• _Data for the task_:

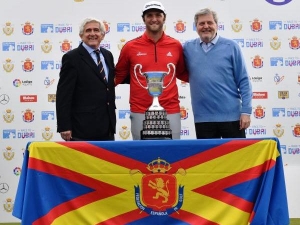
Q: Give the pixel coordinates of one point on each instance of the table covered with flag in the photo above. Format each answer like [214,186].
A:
[169,182]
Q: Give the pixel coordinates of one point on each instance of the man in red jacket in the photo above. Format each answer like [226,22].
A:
[154,50]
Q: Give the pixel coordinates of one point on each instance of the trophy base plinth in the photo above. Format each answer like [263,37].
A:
[156,126]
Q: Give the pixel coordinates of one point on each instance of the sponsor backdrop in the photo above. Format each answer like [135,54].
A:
[35,34]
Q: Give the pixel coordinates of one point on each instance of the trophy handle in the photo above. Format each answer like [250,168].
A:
[140,71]
[174,71]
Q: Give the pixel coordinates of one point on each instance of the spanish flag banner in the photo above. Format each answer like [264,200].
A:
[170,182]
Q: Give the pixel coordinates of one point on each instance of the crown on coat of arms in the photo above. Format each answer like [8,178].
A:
[159,166]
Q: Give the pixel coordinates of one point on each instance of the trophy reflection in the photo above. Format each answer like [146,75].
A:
[154,83]
[156,125]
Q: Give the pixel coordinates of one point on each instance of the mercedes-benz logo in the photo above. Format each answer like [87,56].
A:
[4,99]
[4,187]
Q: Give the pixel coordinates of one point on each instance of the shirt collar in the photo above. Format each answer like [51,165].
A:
[213,41]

• _Work item_:
Scan the data above and copy each line containing the word "flag".

• _Task answer_:
Q: Give the pixel coordinates of one point on each instance of the table covered with flag in the photo above. Format each answer like [214,186].
Q: Give the pixel coordinates of one point on each instance of the spanish flag banner in the photo above. Format each answer like [264,200].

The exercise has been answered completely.